Selected passage:
Q: A hint on your teaser list was "a popular legendary creature from Champions of Kamigawa block returns in a new form." The people want to know, does this reference the Kiki-Jiki Saga? Thank you, Mr. Rosewater, I'm a big fan.
I was, in fact, referring to Kiki-Jiki, my favorite design from Champions of Kamigawa.
We did explore whether to use Arcane in the set. The one rule we had was that we'd only do it if it mechanically mattered in the set. Arcane would bring a lot of attention to itself, so we only wanted to include it if there was a satisfying payoff. It turns out that when you focus a set on not one but two card types, it becomes very hard to make a mechanic that cares about a third card type. I do get how with a different mechanical take on cyberpunk Kamigawa we could have made Arcane work, but it didn't work with the mechanical take we did do.
With a few exceptions, like The Brothers' War's dip into the past later this year, we tend to keep Magic centered in the present. The ability to do an updated Kamigawa came about because the first visit had been set so far in the past (in world). There's not really another opportunity like that, as our visits have mostly been during modern day. Would we ever do an expansion set in the future? We haven't yet, but I never say never. I believe that would be the only way to do what you're asking.
I'm not sure how much my bosses read my blog. It's somewhere between "a little" and "some," but there's no way they keep up with it. I answer a lot of questions. There aren't that many players that read it all.
My blog's biggest impact on this set was that it convinced me to want to return to Kamigawa, and I approached the design with the intent of trying to figure out how to make it happen. That said, the audience's desires aren't restricted to my blog, so the idea that there was an enfranchised audience that wanted to return was generally known and, I'm sure, helped tip the scales in making it Kamigawa.
Q: Hey, Mark! It feels like current sets have both more mechanics and more average words per card than in previous years. Is this the case? If so, can you speak about the decisions behind these trends? Not saying that such changes are bad. And as ever, thanks for all that you do!
We've been making a conscious effort to ratchet it up a little from where we were, say, a few years ago. Commander and Magic: The Gathering Arena ramping up as the ways through which people get introduced to the game convinced us that we could raise our average complexity by a little.

Information shown:
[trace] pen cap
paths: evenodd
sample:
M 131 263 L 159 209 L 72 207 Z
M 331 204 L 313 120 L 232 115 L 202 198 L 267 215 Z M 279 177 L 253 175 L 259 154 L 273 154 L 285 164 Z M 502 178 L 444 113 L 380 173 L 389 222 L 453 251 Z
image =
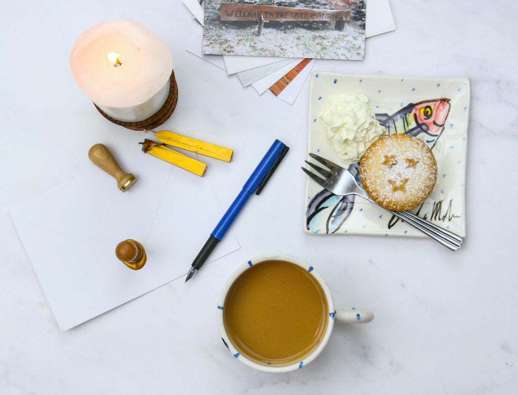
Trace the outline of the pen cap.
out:
M 283 154 L 283 152 L 285 154 L 285 148 L 287 147 L 284 143 L 278 140 L 276 140 L 263 159 L 261 159 L 259 164 L 255 168 L 253 173 L 247 180 L 247 182 L 243 186 L 243 189 L 251 193 L 254 193 L 270 169 L 274 168 L 274 165 L 278 164 L 278 159 Z M 282 156 L 283 156 L 283 155 Z M 269 175 L 268 178 L 269 178 L 270 176 L 271 176 L 271 174 Z M 266 180 L 268 180 L 267 179 Z

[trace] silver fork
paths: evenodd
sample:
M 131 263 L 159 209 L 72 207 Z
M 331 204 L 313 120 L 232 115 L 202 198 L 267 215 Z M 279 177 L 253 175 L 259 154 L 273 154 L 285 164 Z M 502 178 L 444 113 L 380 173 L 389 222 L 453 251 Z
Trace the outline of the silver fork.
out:
M 365 192 L 365 190 L 358 185 L 354 179 L 354 176 L 347 169 L 314 154 L 309 154 L 309 156 L 329 169 L 327 170 L 307 160 L 304 161 L 322 177 L 316 175 L 305 168 L 301 168 L 302 170 L 321 186 L 335 195 L 339 196 L 357 195 L 375 203 Z M 462 244 L 463 239 L 461 236 L 426 221 L 415 214 L 409 211 L 396 211 L 386 208 L 385 209 L 452 251 L 458 250 Z

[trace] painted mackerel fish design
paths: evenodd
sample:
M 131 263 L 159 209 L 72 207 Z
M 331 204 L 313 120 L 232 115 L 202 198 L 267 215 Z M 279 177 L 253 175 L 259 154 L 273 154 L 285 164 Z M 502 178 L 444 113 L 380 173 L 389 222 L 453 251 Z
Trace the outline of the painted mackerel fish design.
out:
M 388 134 L 406 133 L 423 140 L 433 149 L 444 130 L 446 118 L 451 105 L 446 98 L 423 100 L 409 104 L 392 115 L 377 114 L 376 119 L 384 126 Z M 348 168 L 359 183 L 358 164 Z M 327 234 L 338 231 L 347 220 L 354 206 L 354 195 L 337 196 L 323 189 L 311 199 L 306 212 L 306 227 L 317 233 Z M 325 229 L 318 226 L 317 218 L 325 216 Z

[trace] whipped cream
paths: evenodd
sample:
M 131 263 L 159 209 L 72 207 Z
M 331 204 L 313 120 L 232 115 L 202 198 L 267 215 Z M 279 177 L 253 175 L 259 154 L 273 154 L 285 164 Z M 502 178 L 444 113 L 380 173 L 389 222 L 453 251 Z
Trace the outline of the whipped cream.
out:
M 358 162 L 369 146 L 386 133 L 376 120 L 369 99 L 360 90 L 329 98 L 329 107 L 320 118 L 338 157 L 351 164 Z

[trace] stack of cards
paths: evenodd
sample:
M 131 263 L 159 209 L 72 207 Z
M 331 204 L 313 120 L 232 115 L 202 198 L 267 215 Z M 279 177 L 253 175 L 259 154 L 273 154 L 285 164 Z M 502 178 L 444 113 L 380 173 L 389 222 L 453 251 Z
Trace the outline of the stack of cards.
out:
M 231 1 L 183 0 L 199 22 L 187 51 L 290 104 L 316 59 L 362 60 L 366 38 L 395 29 L 388 0 L 316 0 L 311 8 Z

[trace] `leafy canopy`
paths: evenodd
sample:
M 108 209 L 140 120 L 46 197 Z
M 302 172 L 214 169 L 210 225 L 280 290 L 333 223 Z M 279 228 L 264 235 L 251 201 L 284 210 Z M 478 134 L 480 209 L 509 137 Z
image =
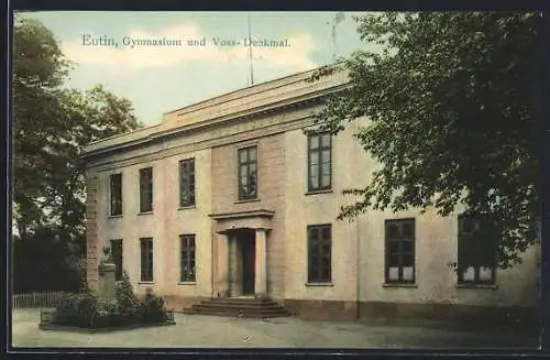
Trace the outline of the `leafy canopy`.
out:
M 76 263 L 85 242 L 86 179 L 79 155 L 91 141 L 141 123 L 129 100 L 100 85 L 86 91 L 64 86 L 74 65 L 41 22 L 15 18 L 12 219 L 21 240 L 56 233 Z M 36 272 L 48 261 L 34 260 Z
M 337 134 L 367 118 L 358 134 L 381 163 L 371 184 L 339 218 L 369 209 L 459 204 L 498 223 L 499 266 L 539 239 L 541 14 L 504 12 L 376 13 L 356 18 L 360 51 L 311 80 L 346 69 L 350 86 L 316 118 Z M 318 129 L 318 130 L 319 130 Z

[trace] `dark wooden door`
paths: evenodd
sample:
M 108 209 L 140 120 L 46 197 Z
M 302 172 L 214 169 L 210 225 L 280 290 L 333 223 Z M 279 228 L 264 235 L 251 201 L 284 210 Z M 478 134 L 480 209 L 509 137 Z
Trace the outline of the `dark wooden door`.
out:
M 254 239 L 243 239 L 242 242 L 242 293 L 243 295 L 254 294 L 254 272 L 255 272 L 255 243 Z

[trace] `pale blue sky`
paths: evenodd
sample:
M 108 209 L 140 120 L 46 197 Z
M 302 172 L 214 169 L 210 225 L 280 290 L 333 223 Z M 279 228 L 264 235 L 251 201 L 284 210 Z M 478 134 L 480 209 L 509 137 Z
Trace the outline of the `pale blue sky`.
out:
M 353 14 L 337 25 L 336 12 L 252 12 L 252 37 L 288 39 L 288 47 L 254 47 L 254 84 L 307 70 L 365 48 Z M 220 47 L 212 37 L 242 41 L 248 36 L 243 12 L 33 12 L 76 63 L 69 87 L 86 89 L 102 84 L 130 99 L 147 126 L 164 112 L 249 86 L 250 62 L 244 45 Z M 82 36 L 113 39 L 119 47 L 85 46 Z M 122 39 L 206 39 L 202 47 L 122 46 Z M 371 45 L 370 45 L 371 46 Z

Set of tasks:
A) In the Kamigawa Q&A, what one rule did the team set for using Arcane in the set?
B) Carry the Kamigawa Q&A forward from its last sentence.
The rows are separate material, apart from the Kamigawa Q&A.

Answers in order:
A) They would use Arcane only if it mechanically mattered in the set.

B)
There were two reasons:
- Spirits just play a much smaller role than they did in the original Champions of Kamigawa block (for example Champions of Kamigawa block had 70 Spirits while Kamigawa: Neon Dynasty has 24).
- There were a lot of themes and only so much space. Not everything could fit.
Q: I missed something more tribal among the Kamigawa races: we didn't have anything that specifically helps Snakes, Foxes, Rats, or Moonfolk. However, Ninjas and Samurai gained several supports. The why of it? Aren't the other Kamigawa tribes very relevant?
To repeat a theme from my last answer, there was only so much space, so we chose to focus our tribal rewards on the two creature types that we felt the audience would be most excited about, Ninjas and Samurai. Most the other creature types, save Moonfolk, could be done in other sets, but there's just not a lot of places to do Ninja and Samurai tribal cards.
Q: Creature type batching (Warriors and Samurai; Ninjas and Rogues) is seeing a lot of use this set. Is this a tool that will be more commonplace moving forward or was it a special use here to give more support to Samurai and Ninjas?
It's something I plan to do more of. It's a valuable tool to help broaden the reach of tribal cards, and it can lead to new decks. The key is finding the right creature types to connect. That choice can vary world to world.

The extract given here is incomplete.